» **Passage**:

On 20 and 21 October Cabinet Secretary Fiona Hyslop visited Paris for a programme of engagements encompassing meetings with French Government Ministers and representatives, cultural engagements with Scottish and French stakeholders, and an SDI reception.
She had productive discussions with French Minister for Europe Harlem Désir expressing the Scottish Government's support for continuing our EU membership, and the ongoing cooperation between Scotland and France including our cultural links and shared interests in renewable energy.
Ms Hyslop also met with Kléber Arhoul, the newly-appointed National Coordinator for Integration of Refugees to France, to discuss the work underway in both Scotland and France to welcome newly arrived refugees.
France and Scotland share a long history of successful cultural cooperation. The ongoing benefits of the relationship were in evidence in the presence of two great projects in Ms Hyslop's programme - Live Music Now and the Scottish Diaspora Tapestry.

» **The task**:
Write out the whole text about Fiona Hyslop's visit to Paris word for word. Rely only on the text about the Paris visit.

Saved data entries:
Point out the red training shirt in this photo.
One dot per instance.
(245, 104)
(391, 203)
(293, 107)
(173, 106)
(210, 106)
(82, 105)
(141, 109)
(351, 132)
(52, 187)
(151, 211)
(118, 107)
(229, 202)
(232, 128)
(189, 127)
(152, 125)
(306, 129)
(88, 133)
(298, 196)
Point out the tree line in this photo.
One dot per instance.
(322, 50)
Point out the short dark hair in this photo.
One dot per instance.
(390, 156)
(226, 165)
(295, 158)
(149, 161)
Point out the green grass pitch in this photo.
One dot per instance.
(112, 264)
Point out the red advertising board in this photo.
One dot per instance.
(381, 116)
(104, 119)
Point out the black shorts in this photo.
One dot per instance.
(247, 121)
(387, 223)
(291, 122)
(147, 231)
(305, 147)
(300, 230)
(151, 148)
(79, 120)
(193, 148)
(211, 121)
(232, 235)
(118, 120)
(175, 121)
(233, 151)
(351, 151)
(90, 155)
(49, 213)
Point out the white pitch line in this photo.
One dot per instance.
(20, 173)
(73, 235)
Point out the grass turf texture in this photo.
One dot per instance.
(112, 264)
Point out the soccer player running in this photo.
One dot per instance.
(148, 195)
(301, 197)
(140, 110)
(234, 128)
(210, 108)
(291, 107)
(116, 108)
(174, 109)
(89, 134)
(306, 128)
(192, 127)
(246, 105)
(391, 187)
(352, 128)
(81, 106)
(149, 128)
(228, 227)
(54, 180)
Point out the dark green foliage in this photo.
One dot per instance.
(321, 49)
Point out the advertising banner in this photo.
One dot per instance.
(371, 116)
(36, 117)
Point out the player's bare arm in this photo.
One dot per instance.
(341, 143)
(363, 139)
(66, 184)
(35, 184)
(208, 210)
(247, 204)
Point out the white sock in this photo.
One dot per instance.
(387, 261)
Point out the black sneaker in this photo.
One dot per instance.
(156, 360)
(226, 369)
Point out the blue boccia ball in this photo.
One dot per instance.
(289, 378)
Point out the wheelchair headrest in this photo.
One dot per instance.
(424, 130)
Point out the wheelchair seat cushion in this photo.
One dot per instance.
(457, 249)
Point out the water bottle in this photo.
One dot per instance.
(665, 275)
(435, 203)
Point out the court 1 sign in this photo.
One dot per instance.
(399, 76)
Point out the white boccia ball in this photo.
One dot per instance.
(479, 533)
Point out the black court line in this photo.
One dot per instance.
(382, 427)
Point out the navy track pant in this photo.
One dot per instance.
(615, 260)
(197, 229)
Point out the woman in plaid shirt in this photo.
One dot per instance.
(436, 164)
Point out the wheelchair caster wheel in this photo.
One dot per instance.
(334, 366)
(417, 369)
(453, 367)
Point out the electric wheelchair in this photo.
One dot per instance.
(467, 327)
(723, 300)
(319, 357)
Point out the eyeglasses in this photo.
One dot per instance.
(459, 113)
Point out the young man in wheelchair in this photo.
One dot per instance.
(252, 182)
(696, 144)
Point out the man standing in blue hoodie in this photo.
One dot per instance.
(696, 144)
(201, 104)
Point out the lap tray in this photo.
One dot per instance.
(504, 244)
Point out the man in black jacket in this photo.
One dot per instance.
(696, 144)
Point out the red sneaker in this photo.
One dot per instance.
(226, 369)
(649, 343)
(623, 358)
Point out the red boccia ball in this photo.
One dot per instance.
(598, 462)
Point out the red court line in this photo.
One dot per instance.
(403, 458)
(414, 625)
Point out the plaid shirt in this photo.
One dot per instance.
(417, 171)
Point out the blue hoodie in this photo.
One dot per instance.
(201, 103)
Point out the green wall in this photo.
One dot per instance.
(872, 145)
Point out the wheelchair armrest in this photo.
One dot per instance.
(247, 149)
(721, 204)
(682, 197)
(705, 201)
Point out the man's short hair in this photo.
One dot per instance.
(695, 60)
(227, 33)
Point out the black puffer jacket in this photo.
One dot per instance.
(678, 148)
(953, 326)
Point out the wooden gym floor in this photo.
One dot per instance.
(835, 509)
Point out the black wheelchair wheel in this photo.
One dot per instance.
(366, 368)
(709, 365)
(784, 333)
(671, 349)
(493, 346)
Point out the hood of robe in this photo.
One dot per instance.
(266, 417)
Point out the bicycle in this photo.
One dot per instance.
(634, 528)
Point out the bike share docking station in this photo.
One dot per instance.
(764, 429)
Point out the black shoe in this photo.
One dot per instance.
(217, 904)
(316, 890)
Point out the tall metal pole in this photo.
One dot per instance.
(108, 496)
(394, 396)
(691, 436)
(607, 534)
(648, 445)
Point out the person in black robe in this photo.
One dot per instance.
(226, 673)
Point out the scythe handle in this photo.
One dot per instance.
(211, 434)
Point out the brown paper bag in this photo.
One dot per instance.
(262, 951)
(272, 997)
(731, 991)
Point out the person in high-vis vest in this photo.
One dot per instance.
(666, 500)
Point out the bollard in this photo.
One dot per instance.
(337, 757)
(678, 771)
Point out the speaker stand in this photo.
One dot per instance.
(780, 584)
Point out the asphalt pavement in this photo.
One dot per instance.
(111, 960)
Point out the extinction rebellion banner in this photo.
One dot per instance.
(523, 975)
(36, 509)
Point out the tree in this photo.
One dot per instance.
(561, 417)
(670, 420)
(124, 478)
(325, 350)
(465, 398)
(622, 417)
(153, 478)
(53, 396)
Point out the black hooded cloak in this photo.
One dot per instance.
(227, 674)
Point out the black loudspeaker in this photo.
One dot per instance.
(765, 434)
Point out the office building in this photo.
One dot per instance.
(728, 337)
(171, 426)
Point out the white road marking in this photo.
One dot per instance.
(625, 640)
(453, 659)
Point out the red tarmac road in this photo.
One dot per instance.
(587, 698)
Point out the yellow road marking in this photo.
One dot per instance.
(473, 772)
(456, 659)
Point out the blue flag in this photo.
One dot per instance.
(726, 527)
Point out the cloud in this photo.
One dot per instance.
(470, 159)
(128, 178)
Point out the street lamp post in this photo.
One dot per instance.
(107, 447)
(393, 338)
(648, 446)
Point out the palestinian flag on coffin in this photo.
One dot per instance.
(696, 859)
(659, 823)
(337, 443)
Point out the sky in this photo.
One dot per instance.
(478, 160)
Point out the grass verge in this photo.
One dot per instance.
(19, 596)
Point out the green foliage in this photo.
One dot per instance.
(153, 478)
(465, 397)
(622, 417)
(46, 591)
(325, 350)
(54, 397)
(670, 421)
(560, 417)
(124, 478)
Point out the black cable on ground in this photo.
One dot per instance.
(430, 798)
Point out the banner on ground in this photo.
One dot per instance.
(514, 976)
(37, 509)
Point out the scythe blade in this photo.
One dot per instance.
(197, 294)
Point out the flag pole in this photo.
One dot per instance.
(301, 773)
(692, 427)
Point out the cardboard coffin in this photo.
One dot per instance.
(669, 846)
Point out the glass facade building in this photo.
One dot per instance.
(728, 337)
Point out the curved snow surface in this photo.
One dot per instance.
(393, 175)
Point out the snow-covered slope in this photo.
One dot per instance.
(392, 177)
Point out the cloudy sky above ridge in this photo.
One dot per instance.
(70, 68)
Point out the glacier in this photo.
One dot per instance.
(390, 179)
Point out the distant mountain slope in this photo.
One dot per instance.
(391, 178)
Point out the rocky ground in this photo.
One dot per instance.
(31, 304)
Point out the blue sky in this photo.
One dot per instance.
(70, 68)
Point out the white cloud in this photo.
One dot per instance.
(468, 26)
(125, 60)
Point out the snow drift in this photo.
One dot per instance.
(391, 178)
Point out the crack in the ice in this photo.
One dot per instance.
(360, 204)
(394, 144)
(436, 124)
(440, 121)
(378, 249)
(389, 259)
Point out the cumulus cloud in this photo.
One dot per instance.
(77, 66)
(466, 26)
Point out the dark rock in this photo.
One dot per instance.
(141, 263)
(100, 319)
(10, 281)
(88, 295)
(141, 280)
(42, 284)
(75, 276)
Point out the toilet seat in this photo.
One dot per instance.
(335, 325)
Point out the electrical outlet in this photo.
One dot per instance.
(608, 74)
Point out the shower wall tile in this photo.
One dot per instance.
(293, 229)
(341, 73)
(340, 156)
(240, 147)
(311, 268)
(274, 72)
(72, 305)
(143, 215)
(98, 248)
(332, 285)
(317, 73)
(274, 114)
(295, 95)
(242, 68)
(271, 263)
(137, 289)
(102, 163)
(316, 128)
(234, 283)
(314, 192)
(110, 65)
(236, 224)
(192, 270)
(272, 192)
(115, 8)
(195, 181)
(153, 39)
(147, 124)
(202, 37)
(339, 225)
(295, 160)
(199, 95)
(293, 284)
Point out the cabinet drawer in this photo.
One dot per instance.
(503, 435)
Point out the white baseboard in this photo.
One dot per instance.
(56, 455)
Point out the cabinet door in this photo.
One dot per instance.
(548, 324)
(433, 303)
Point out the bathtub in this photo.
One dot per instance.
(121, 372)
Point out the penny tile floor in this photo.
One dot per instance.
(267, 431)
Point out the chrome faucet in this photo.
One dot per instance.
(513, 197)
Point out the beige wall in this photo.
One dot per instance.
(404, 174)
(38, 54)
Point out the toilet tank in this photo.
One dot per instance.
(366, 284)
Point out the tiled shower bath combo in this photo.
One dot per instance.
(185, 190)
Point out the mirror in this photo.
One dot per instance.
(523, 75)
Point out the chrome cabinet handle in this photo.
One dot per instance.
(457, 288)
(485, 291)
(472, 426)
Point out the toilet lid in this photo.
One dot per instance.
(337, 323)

» **Result for this task**:
On 20 and 21 October Cabinet Secretary Fiona Hyslop visited Paris for a programme of engagements encompassing meetings with French Government Ministers and representatives, cultural engagements with Scottish and French stakeholders, and an SDI reception.
She had productive discussions with French Minister for Europe Harlem Désir expressing the Scottish Government's support for continuing our EU membership, and the ongoing cooperation between Scotland and France including our cultural links and shared interests in renewable energy.
Ms Hyslop also met with Kléber Arhoul, the newly-appointed National Coordinator for Integration of Refugees to France, to discuss the work underway in both Scotland and France to welcome newly arrived refugees.
France and Scotland share a long history of successful cultural cooperation. The ongoing benefits of the relationship were in evidence in the presence of two great projects in Ms Hyslop's programme - Live Music Now and the Scottish Diaspora Tapestry.